BEGIN MATERIAL FOR THIS EXERCISE

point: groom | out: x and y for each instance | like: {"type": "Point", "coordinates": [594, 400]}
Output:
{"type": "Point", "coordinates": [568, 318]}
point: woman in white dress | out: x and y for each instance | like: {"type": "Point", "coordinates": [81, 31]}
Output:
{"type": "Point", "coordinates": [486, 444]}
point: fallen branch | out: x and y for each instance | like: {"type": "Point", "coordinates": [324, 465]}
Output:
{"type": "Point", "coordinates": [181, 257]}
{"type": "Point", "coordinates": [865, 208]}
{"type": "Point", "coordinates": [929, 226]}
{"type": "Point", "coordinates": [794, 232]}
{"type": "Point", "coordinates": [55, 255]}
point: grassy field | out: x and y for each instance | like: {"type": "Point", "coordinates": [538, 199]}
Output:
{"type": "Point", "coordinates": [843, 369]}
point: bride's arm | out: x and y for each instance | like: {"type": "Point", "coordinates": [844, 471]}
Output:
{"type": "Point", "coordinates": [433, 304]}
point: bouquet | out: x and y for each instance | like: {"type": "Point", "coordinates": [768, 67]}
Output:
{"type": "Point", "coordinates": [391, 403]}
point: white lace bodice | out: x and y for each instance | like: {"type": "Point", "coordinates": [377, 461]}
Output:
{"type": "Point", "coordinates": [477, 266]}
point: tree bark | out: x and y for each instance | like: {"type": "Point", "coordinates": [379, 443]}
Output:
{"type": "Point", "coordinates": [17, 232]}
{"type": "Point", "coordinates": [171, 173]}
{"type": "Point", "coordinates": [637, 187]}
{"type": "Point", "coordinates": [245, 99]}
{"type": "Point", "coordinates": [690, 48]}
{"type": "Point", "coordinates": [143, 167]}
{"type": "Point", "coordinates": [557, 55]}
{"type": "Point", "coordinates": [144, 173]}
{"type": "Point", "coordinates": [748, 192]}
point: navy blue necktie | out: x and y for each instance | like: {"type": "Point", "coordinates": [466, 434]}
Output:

END MATERIAL FOR THIS EXERCISE

**WHAT NEEDS TO BE DONE:** A line qualifies when it holds the word "white"; report all qualifying lines from the records above.

**RESPONSE AREA:**
point: woman in white dress | out: x and y for each instance | like: {"type": "Point", "coordinates": [81, 31]}
point: white lace bodice | out: x and y for each instance | like: {"type": "Point", "coordinates": [377, 461]}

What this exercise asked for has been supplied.